Gösterilen Metin >>
·····

Figen Yüksekdağ’ın savunmasından: 22 kez tutuklasınlar hakikat değişir mi?

  • 11:51 27 Eylül 2019
  • Hukuk
ANKARA - Tutuklu bulunduğu ana davadan Sincan Cezaevi Kampüsü duruşma salonunda savunma yapan HDP önceki dönem Eş Genel Başkanı Figen Yüksekdağ, “Çifte tutuklanmış olarak karşınıza çıkıyorum. Bir tutuklama yetmedi. İki kez tutukladılar. 22 kez daha tutuklasınlar hakikat değişir mi?” diye sordu.

·····

Gösterilen Bilgiler >>
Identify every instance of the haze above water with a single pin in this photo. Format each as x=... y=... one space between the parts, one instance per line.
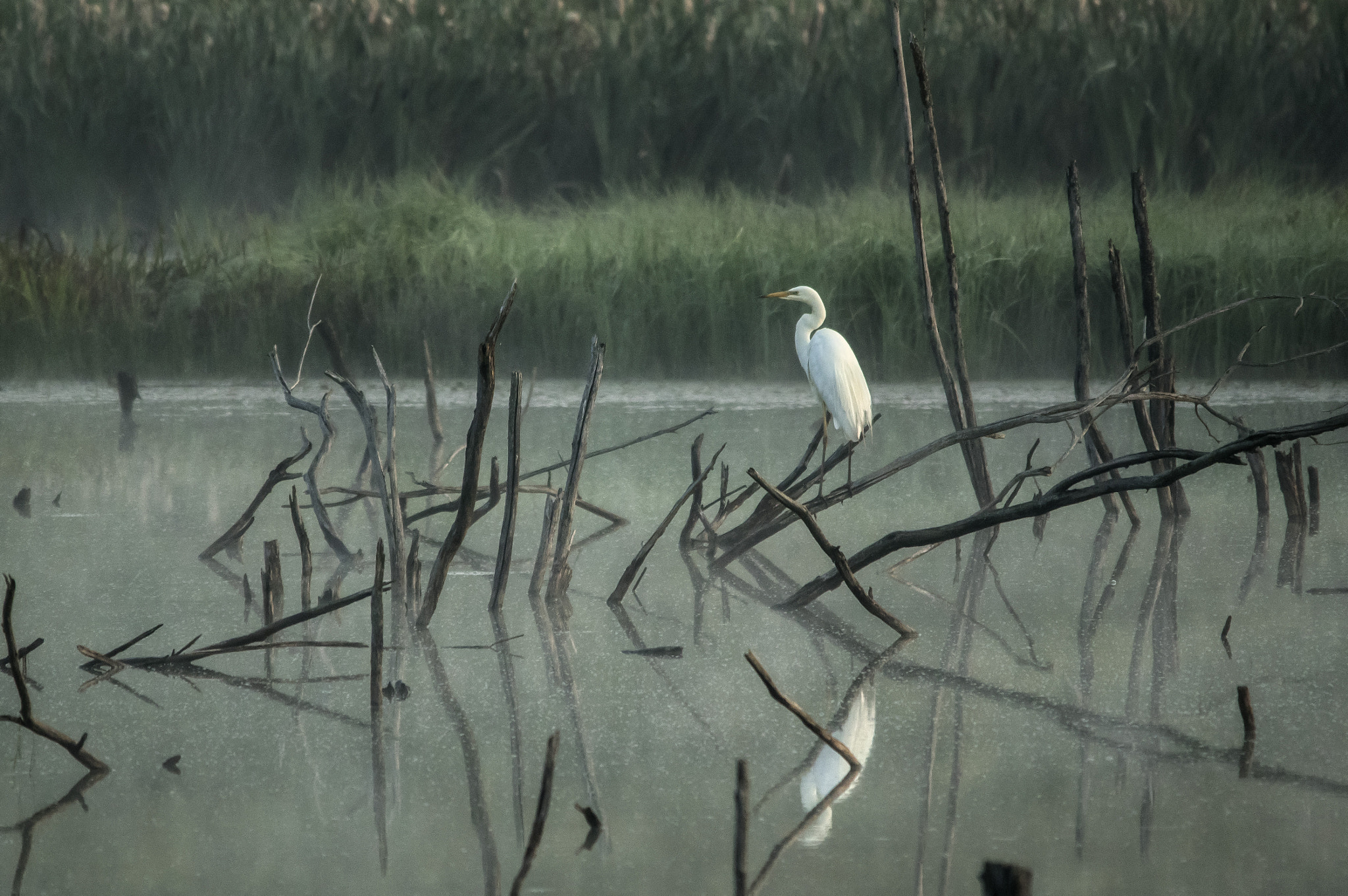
x=1084 y=725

·····

Problem Tanımı >>
Gösterilen metne göre Figen Yüksekdağ savunmasını nerede yapmıştır?

Eksiksiz Yanıt >>
Sincan Cezaevi Kampüsü duruşma salonunda.